# taz.de -- Bangladeschs Ex-Premier verurteilt: Dynastie der Unruhen
       
       > Das Todesurteil erreicht Bangladeschs Ex-Premierministerin Sheikh Hasina
       > im Exil. Es ist nicht das erste Mal, dass sie das Land verlassen musste.
       
 (IMG) Bild: Das Lächeln täuscht: Bangladeschs Ex-Premierministerin Sheikh Hasina
       
       Das Sondertribunal ICT in Dhaka hat am Montag Bangladeschs ehemalige
       Premierministerin Sheikh Hasina wegen Verbrechen gegen die Menschlichkeit
       [1][zum Tode verurteilt]. Es ging dabei um die gewaltsame Niederschlagung
       von Studentenprotesten durch ihre Regierung 2024, bei denen laut UN-Angaben
       insgesamt über 1400 Menschen ums Leben kamen. Seit ihrem gewaltsamen Sturz
       Anfang August 2024 hält sich die 78-Jährige allerdings im indischen Exil
       auf.
       
       „Die angeklagte Premierministerin Sheikh Hasina hat durch ihre Anstiftung
       und das Versäumnis, vorbeugende und strafende Maßnahmen zu ergreifen,
       Verbrechen gegen die Menschlichkeit begangen“, erklärte das Gericht in
       ihrer Abwesenheit. Sie habe bei den Protesten 2024 den Einsatz von Drohnen,
       Hubschraubern und scharfer Munition angeordnet. Ihre Verurteilung zum Tode
       löste Beifall im Gerichtssaal aus. Draußen forderten Demonstrierende
       bereits seit dem Morgen die „höchste Strafe“.
       
       Aus dem sicheren Exil bezeichnete sie das Verfahren als politisch motiviert
       und erklärte: „Ich habe keine Angst, meinen Anklägern in einem ordentlichen
       Gericht gegenüberzutreten.“ Laut Anklage war sie für Befehle
       verantwortlich, die zu Verweigerung medizinischer Hilfe, Verletzungen und
       Massentötungen führten – mit dem Ziel, die [2][von Studierenden getragenen
       Proteste] brutal niederzuschlagen.

---------------

Arbeitsauftrag:
Stimmen diese Aussagen mit dem Artikel über das Urteil gegen Sheikh Hasina überein? 1. Das Urteil wurde in Anwesenheit der Angeklagten verkündet. 2. Laut UN-Angaben kamen bei den Protesten über 1400 Menschen ums Leben. 3. Sheikh Hasina bezeichnete das Verfahren als politisch motiviert. Antworte jeweils mit Ja oder Nein und zitiere die entscheidenden Worte des Artikels wörtlich.

Auszüge aus dem Pointing-Datensatz
---------------

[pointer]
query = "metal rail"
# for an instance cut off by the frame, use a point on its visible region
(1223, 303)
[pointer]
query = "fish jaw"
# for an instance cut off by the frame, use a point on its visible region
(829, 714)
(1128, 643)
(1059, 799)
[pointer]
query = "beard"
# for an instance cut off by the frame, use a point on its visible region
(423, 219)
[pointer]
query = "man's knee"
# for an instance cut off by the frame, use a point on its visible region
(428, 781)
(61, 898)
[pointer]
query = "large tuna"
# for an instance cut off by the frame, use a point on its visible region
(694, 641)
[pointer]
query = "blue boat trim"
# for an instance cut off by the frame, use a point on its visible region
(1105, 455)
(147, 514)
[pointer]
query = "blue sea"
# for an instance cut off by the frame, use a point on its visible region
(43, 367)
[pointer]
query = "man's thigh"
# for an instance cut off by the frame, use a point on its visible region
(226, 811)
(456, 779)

---------------

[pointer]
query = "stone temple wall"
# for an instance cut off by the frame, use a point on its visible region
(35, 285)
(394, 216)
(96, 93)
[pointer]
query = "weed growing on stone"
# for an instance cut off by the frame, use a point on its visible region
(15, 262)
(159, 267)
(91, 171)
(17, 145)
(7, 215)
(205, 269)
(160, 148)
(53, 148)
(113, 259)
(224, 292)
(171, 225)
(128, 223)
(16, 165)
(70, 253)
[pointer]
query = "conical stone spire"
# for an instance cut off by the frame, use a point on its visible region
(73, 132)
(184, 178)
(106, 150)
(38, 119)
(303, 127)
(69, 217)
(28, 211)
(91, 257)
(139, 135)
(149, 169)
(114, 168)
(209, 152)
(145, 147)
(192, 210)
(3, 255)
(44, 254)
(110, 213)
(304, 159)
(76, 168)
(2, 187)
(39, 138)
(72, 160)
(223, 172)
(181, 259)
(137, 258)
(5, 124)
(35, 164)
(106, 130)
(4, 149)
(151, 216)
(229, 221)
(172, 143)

---------------

Vollständige Antwort:
1. Nein: „erklärte das Gericht in ihrer Abwesenheit“
2. Ja: „bei denen laut UN-Angaben insgesamt über 1400 Menschen ums Leben kamen“
3. Ja: „bezeichnete sie das Verfahren als politisch motiviert“